# Fragmento seleccionado
──────────

Por Fosforito
No sé por qué, pero cada vez que voy al súper siempre veo cosas que luego me dejan un rato tildado. Cosas que me hacen ruido… No sé si tengo esa suerte rara o es que el encierro y tantas horas frente a la computadora me están afectando…
Siempre hay personas a la salida del súper, también de los bancos, a veces ofreciendo alguna baratija, desde agujas e hilos, soquetes o estampitas. Otros sólo mendigan alguna moneda que sobre. Pero casi siempre, incluso los que intentaron venderte alguna cosita que no le comprás, te piden una ayuda.
¿Para qué hilo y agujas si apenas sé atarme los cordones? ¿Para qué una estampita de una virgen o de un santo si soy un ferviente creyente de lo que sólo existe en mi mente? Prefiero que guarde su mercadería para otras personas que puedan ser más reticentes a dar por dar nomás.
Igual, no soy afecto a la caridad, pero cómo negarme ante esos rostros dolidos por el desprecio y la necesidad… qué voy a poner a cuestionarme sobre los conceptos de caridad y solidaridad, sobre la necesidad de trabajo digno o políticas públicas inclusivas… ¿Qué carajos le aporto yo a esta sociedad para ponerme en ese pedestal?

──────────

# Tareas del ejercicio
a – Según el fragmento seleccionado, ¿qué ofrecen a veces las personas que están a la salida del súper?
b – Escribe, por favor, la continuación del fragmento seleccionado a partir de su última oración.

──────────

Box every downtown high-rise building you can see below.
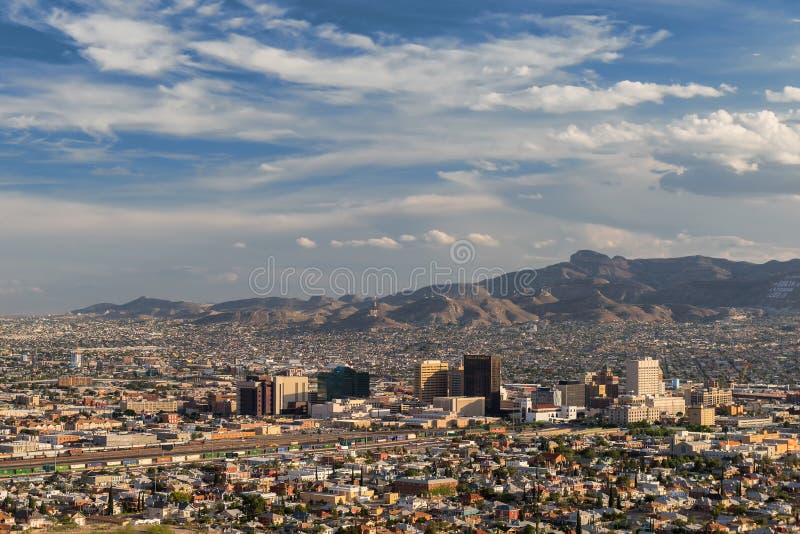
[464,354,502,416]
[625,357,664,395]
[236,375,273,417]
[317,365,369,401]
[414,360,450,404]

──────────

# Respuestas dadas
a – Alguna baratija, como agujas e hilos, soquetes o estampitas.

b –
Esos niños, niñas, mujeres y hombres, siempre terminan aclarando que están pidiendo para comer, para vestir a los hijos o pagar un par de boletos de cole para llevar algún pariente enfermo hasta el hospital… y qué me importa si es cierto o es falso…
Esta semana nomas, había un muchacho parado sobre unos telgopores gruesos, con medio cuerpo dentro del contenedor. “Hola flaco”, le dije ya con ganas de volverme a casa y encerrarme de nuevo con la bolsa de basura… “En mi bolsa hay botellas de whisky y colillas de cigarrillos más que nada” (le dije como queriéndo hacerle el pequeño favor de ahorrarse el trabajo de revisar mis desechos, pero la verdad que me pone mal, me incomoda, me provoca algo que no sé si la palabra correcta es lástima por ese otro, además de diferentes tipos de vergüenzas en mí). Me preguntó si no tenía unos pesos. Me contó que lo habían asaltado y me mostró un raspón en su mejilla (Lo asaltaron para robarle qué, pensé). Llevaba barbijo, hablaba un poco ligero y atravesado, pero pude entender que me pedía para darle de comer a su familia…
Otra vez alguien me estaba dando explicaciones que no pedía. A mí, un clase mediero agarrado de los pelos, que hace malabares para llegar a fin de mes, a mí que en mis desperdicios abundan restos de ocios, de placeres, aburrimientos y ansiedad.
Pero yo no doy explicaciones. Laburo y me doy los gustos que puedo cuando puedo. ¿O qué carajos es la vida sino? ¿Vegetar? ¿Sobrevivir? ¿Pagar impuestos? ¿Dejar de soñar que puedo cambiar el tele por uno más nuevo, comprarme un lindo equipito de sonido, o un pack de rollos de papel higiénico perfumado de doble hoja extra suave?… Qué tengo que juzgar lo que esa pobre gente haga con los pocos pesitos que junta. Yo que tengo mi parte tilinga como tantos y me limpio el culo como un duque.
Pero es tan grande el estigma, el prejuicio, que hasta los propios hambrientos se lo han creído: Que todo lo que ellos reciben se va por “la canaleta del juego y de la droga”, y entonces, aparte de la ignominia de mendigar, tienen que dar explicaciones de por qué lo hacen.
….
Mientras tanto, en el vacunatorio vip de Miami, compatriotas pudientes arriban con los dólares ganados –la mayoría de ellos seguro que en buena ley-, comprados y sacados de la Argentina para ponerse la vacuna contra el coronavirus en la playa, en el shopping o en una enfermería y quién sabe para cuántas cosas más por las que nadie se pregunta…
(¿Eso no es saltearse en la cola también?)
Pero claro, están en su ley y los que tienen plata pueden hacer lo que quieren en este mundo que los hace merecedores de la verdad, los derechos y los privilegios.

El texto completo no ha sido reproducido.